*THE TASK*
Could you print every record exactly as it stands?

(Collected data)
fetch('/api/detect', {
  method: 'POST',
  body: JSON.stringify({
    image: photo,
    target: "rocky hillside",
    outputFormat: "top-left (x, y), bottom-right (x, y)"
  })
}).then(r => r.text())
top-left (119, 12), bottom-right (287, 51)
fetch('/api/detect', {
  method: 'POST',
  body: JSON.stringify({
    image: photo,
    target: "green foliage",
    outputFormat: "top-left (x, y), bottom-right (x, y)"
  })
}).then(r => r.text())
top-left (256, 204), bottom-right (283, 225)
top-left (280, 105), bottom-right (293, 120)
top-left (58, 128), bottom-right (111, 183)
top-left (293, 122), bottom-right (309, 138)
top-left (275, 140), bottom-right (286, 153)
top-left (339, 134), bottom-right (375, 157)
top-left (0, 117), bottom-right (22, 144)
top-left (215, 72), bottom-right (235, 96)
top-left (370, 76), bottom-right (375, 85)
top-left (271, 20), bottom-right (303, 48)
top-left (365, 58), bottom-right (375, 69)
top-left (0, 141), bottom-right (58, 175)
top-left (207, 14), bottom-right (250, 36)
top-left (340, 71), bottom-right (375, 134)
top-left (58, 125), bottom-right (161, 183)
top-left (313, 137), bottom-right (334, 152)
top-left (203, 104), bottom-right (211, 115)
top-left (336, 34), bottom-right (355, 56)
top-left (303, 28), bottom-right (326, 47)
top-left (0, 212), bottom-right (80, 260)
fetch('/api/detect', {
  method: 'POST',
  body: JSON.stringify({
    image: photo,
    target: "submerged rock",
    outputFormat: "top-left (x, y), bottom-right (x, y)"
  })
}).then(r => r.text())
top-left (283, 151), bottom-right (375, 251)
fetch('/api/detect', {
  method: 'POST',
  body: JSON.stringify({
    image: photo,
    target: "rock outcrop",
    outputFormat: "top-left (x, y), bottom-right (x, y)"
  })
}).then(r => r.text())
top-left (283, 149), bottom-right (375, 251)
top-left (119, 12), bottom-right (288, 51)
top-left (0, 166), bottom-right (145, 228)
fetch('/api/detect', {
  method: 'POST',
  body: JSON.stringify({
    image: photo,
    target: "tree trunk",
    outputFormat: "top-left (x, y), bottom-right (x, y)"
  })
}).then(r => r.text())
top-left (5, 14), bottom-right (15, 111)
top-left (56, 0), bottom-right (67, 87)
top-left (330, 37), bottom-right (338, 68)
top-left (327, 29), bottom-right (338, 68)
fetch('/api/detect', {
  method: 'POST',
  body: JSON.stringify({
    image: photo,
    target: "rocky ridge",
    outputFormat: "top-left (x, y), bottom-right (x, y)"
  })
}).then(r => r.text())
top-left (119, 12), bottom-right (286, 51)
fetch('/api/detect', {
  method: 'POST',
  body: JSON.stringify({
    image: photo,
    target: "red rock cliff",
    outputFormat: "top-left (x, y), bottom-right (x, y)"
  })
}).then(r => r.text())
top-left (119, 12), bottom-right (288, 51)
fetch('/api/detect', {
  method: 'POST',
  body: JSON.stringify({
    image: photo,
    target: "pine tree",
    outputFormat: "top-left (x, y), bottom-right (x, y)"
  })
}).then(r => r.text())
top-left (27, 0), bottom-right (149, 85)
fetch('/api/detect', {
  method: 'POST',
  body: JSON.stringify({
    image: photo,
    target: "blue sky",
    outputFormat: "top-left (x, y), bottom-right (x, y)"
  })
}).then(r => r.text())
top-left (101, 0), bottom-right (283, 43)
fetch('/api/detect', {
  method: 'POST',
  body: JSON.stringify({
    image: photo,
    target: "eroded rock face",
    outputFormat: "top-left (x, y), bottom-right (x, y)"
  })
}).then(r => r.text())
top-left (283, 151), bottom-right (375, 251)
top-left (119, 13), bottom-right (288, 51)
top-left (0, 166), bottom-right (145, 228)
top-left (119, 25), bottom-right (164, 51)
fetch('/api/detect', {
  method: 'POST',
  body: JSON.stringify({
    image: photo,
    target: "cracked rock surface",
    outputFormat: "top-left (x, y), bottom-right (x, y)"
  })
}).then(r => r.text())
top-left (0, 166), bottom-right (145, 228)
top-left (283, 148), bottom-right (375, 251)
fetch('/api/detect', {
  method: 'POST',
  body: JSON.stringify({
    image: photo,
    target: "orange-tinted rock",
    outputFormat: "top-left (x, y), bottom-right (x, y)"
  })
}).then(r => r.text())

*RESULT OF THE EXERCISE*
fetch('/api/detect', {
  method: 'POST',
  body: JSON.stringify({
    image: photo,
    target: "rocky hillside",
    outputFormat: "top-left (x, y), bottom-right (x, y)"
  })
}).then(r => r.text())
top-left (119, 12), bottom-right (287, 51)
fetch('/api/detect', {
  method: 'POST',
  body: JSON.stringify({
    image: photo,
    target: "green foliage",
    outputFormat: "top-left (x, y), bottom-right (x, y)"
  })
}).then(r => r.text())
top-left (256, 204), bottom-right (283, 225)
top-left (280, 105), bottom-right (293, 120)
top-left (58, 128), bottom-right (111, 183)
top-left (293, 122), bottom-right (309, 138)
top-left (275, 140), bottom-right (286, 153)
top-left (339, 134), bottom-right (375, 157)
top-left (0, 117), bottom-right (22, 144)
top-left (215, 72), bottom-right (235, 96)
top-left (370, 76), bottom-right (375, 85)
top-left (271, 20), bottom-right (303, 48)
top-left (365, 58), bottom-right (375, 69)
top-left (0, 141), bottom-right (58, 175)
top-left (207, 14), bottom-right (250, 36)
top-left (340, 71), bottom-right (375, 134)
top-left (58, 125), bottom-right (161, 183)
top-left (313, 137), bottom-right (334, 152)
top-left (203, 104), bottom-right (211, 115)
top-left (336, 34), bottom-right (355, 56)
top-left (303, 28), bottom-right (326, 47)
top-left (0, 212), bottom-right (80, 260)
fetch('/api/detect', {
  method: 'POST',
  body: JSON.stringify({
    image: photo,
    target: "submerged rock",
    outputFormat: "top-left (x, y), bottom-right (x, y)"
  })
}).then(r => r.text())
top-left (283, 151), bottom-right (375, 251)
fetch('/api/detect', {
  method: 'POST',
  body: JSON.stringify({
    image: photo,
    target: "rock outcrop",
    outputFormat: "top-left (x, y), bottom-right (x, y)"
  })
}).then(r => r.text())
top-left (283, 149), bottom-right (375, 251)
top-left (119, 12), bottom-right (288, 51)
top-left (0, 166), bottom-right (145, 228)
fetch('/api/detect', {
  method: 'POST',
  body: JSON.stringify({
    image: photo,
    target: "tree trunk",
    outputFormat: "top-left (x, y), bottom-right (x, y)"
  })
}).then(r => r.text())
top-left (5, 14), bottom-right (15, 111)
top-left (56, 0), bottom-right (67, 87)
top-left (330, 37), bottom-right (338, 68)
top-left (327, 29), bottom-right (338, 68)
fetch('/api/detect', {
  method: 'POST',
  body: JSON.stringify({
    image: photo,
    target: "rocky ridge",
    outputFormat: "top-left (x, y), bottom-right (x, y)"
  })
}).then(r => r.text())
top-left (119, 12), bottom-right (286, 51)
fetch('/api/detect', {
  method: 'POST',
  body: JSON.stringify({
    image: photo,
    target: "red rock cliff",
    outputFormat: "top-left (x, y), bottom-right (x, y)"
  })
}).then(r => r.text())
top-left (119, 12), bottom-right (288, 51)
fetch('/api/detect', {
  method: 'POST',
  body: JSON.stringify({
    image: photo,
    target: "pine tree",
    outputFormat: "top-left (x, y), bottom-right (x, y)"
  })
}).then(r => r.text())
top-left (27, 0), bottom-right (149, 85)
fetch('/api/detect', {
  method: 'POST',
  body: JSON.stringify({
    image: photo,
    target: "blue sky",
    outputFormat: "top-left (x, y), bottom-right (x, y)"
  })
}).then(r => r.text())
top-left (101, 0), bottom-right (283, 43)
fetch('/api/detect', {
  method: 'POST',
  body: JSON.stringify({
    image: photo,
    target: "eroded rock face",
    outputFormat: "top-left (x, y), bottom-right (x, y)"
  })
}).then(r => r.text())
top-left (283, 151), bottom-right (375, 251)
top-left (119, 13), bottom-right (288, 51)
top-left (0, 166), bottom-right (145, 228)
top-left (119, 25), bottom-right (164, 51)
fetch('/api/detect', {
  method: 'POST',
  body: JSON.stringify({
    image: photo,
    target: "cracked rock surface",
    outputFormat: "top-left (x, y), bottom-right (x, y)"
  })
}).then(r => r.text())
top-left (0, 166), bottom-right (145, 228)
top-left (283, 148), bottom-right (375, 251)
fetch('/api/detect', {
  method: 'POST',
  body: JSON.stringify({
    image: photo,
    target: "orange-tinted rock",
    outputFormat: "top-left (x, y), bottom-right (x, y)"
  })
}).then(r => r.text())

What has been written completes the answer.